**Исходный материал:**
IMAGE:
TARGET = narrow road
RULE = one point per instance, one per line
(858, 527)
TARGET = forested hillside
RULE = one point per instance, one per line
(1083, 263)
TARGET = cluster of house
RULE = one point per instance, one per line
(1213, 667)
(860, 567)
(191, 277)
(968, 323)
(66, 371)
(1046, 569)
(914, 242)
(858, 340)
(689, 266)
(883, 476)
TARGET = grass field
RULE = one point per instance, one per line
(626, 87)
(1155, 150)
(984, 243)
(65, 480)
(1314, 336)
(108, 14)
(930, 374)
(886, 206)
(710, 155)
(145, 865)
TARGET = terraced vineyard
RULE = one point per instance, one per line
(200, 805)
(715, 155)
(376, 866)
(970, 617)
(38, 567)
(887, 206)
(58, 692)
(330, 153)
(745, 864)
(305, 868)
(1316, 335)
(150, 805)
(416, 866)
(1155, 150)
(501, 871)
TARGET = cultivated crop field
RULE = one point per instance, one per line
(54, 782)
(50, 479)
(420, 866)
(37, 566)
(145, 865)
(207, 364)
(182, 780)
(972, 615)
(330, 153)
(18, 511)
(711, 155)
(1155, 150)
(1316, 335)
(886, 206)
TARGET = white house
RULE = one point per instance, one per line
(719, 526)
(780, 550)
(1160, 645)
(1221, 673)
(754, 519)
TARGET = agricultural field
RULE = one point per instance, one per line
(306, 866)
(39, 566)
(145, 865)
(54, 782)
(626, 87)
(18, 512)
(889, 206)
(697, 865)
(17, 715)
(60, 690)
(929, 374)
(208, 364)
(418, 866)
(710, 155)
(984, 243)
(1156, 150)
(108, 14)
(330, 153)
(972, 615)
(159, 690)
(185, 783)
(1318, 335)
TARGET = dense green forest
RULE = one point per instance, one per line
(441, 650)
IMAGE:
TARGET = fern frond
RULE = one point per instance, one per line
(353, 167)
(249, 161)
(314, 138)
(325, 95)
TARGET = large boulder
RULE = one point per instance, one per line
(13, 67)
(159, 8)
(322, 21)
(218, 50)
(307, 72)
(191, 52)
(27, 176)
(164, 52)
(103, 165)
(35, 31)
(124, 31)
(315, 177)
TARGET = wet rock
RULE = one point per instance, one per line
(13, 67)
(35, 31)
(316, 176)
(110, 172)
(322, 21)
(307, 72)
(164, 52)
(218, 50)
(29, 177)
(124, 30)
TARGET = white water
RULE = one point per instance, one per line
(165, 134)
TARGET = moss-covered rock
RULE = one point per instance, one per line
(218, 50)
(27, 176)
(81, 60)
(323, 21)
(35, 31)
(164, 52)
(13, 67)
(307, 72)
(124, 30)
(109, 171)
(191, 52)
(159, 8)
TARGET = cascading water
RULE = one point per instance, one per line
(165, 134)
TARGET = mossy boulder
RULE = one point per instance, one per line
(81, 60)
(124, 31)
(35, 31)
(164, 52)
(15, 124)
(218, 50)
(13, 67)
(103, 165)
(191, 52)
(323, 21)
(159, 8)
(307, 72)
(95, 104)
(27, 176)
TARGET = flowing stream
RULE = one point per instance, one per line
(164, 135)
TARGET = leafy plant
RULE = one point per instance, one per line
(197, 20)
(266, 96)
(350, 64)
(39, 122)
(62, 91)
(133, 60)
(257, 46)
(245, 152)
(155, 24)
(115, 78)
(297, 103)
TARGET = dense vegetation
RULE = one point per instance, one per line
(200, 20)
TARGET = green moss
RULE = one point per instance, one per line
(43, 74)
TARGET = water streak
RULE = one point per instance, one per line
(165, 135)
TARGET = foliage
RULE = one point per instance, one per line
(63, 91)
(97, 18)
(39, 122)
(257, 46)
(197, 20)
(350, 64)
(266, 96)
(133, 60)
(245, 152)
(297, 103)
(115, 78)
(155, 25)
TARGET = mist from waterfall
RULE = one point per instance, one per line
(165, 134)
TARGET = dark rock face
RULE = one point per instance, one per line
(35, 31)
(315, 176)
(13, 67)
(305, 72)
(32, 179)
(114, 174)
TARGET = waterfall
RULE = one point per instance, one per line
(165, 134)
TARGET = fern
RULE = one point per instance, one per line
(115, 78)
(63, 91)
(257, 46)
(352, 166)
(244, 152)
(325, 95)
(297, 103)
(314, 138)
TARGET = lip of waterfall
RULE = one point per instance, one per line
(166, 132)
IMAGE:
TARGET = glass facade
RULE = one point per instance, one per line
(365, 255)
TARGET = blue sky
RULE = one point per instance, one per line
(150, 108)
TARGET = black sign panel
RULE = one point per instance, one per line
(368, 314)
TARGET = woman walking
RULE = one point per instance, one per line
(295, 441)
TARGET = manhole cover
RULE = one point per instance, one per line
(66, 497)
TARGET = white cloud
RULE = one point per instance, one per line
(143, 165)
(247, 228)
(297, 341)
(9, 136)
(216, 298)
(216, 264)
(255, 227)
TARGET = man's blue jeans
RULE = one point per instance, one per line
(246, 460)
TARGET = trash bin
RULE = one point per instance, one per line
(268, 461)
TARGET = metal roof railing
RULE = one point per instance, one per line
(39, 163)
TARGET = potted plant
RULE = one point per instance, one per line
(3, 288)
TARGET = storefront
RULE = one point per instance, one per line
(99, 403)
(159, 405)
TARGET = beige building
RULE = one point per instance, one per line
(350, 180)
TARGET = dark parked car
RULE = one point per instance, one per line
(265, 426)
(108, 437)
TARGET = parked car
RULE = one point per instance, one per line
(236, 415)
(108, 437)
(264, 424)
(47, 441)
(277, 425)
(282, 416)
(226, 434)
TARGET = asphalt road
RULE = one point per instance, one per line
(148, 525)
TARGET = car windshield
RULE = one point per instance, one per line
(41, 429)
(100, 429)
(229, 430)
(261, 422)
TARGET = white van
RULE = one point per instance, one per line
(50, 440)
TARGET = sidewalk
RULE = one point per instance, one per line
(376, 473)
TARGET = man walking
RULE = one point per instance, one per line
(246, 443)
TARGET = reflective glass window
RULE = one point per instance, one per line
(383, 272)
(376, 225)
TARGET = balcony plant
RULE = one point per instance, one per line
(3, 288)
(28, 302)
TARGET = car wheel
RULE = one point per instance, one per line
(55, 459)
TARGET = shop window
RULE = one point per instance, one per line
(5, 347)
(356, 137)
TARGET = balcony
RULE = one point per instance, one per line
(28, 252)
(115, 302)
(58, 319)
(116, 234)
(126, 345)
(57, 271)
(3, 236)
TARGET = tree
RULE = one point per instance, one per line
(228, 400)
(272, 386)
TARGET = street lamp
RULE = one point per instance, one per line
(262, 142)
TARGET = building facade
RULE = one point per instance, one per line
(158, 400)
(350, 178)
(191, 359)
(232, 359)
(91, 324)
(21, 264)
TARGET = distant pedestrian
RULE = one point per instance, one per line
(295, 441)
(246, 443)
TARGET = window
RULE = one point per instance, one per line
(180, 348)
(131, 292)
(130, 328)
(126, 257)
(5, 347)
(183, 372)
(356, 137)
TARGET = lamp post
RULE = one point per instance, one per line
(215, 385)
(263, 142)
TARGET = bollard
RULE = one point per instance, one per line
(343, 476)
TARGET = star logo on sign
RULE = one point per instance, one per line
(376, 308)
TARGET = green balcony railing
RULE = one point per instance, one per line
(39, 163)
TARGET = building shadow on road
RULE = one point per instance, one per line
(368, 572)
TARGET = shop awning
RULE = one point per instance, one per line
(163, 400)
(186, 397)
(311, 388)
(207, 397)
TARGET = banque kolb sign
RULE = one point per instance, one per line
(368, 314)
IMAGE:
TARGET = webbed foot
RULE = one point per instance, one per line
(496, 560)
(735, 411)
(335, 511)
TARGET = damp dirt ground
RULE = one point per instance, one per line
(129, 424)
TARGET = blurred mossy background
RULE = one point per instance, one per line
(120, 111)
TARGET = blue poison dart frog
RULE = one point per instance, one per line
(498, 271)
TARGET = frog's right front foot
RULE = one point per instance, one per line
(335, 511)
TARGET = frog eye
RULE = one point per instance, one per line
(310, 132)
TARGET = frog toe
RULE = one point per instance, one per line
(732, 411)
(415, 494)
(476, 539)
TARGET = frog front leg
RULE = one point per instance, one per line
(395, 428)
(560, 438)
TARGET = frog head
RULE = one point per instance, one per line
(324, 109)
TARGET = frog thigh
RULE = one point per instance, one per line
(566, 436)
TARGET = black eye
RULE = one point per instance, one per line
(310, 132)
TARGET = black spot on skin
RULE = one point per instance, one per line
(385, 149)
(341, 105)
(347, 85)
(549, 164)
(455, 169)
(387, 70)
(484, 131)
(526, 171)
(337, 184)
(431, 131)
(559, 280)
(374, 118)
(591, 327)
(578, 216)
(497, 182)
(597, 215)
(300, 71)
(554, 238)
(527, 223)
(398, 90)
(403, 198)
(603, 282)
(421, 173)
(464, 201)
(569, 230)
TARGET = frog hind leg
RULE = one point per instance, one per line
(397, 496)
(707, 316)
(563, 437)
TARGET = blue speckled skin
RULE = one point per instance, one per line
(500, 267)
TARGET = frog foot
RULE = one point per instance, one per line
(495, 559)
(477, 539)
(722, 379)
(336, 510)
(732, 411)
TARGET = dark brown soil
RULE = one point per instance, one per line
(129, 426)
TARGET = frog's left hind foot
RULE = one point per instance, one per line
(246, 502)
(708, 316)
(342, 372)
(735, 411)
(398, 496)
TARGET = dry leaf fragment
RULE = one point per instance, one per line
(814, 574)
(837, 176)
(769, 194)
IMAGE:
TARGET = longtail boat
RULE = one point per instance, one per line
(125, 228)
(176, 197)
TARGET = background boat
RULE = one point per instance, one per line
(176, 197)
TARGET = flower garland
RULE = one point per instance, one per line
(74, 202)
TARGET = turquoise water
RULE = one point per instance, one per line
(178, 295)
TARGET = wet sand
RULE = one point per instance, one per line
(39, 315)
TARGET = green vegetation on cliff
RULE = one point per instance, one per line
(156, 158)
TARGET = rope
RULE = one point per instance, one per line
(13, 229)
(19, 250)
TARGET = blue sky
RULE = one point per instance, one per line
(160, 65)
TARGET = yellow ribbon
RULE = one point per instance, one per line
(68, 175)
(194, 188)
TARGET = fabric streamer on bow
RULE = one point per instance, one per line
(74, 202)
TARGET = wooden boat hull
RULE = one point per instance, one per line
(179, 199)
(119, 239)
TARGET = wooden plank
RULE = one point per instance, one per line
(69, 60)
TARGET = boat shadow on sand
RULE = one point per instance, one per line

**Задание:**
Приведите заново всё от строки с "TARGET = flower garland" до самого конца материала, заменив "boat" на "vessel". Всё прочее оставьте без изменений.

**Решение задания:**
TARGET = flower garland
RULE = one point per instance, one per line
(74, 202)
TARGET = turquoise water
RULE = one point per instance, one per line
(178, 295)
TARGET = wet sand
RULE = one point per instance, one per line
(39, 315)
TARGET = green vegetation on cliff
RULE = one point per instance, one per line
(156, 158)
TARGET = rope
RULE = one point per instance, one per line
(13, 229)
(19, 250)
TARGET = blue sky
RULE = one point per instance, one per line
(160, 65)
TARGET = yellow ribbon
RULE = one point per instance, one per line
(68, 175)
(194, 188)
TARGET = fabric streamer on bow
RULE = one point per instance, one per line
(74, 202)
TARGET = wooden vessel hull
RULE = one point per instance, one per line
(179, 199)
(119, 239)
TARGET = wooden plank
RULE = one point per instance, one per line
(69, 60)
TARGET = vessel shadow on sand
RULE = one point per instance, one per line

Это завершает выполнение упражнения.